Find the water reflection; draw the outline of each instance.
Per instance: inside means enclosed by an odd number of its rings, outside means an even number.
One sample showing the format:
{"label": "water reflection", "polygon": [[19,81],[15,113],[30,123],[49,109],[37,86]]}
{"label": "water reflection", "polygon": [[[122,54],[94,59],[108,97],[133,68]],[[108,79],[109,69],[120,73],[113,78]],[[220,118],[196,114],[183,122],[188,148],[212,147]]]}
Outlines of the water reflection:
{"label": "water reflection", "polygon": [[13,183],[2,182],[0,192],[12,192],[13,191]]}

EXERCISE AIM: Copy the records above word for word, keeping every line as it is.

TASK OUTPUT:
Find the water reflection; draw the outline of each instance.
Per instance: inside means enclosed by an odd number of its rings, outside means an even number.
One sample showing the format:
{"label": "water reflection", "polygon": [[19,81],[15,113],[30,123],[49,109],[37,86]]}
{"label": "water reflection", "polygon": [[[122,54],[94,59],[108,97],[133,68]],[[108,79],[109,69],[120,73],[113,78]],[[220,118],[196,114],[183,122],[188,148],[212,147]]]}
Outlines of the water reflection:
{"label": "water reflection", "polygon": [[13,183],[2,182],[0,192],[12,192],[13,191]]}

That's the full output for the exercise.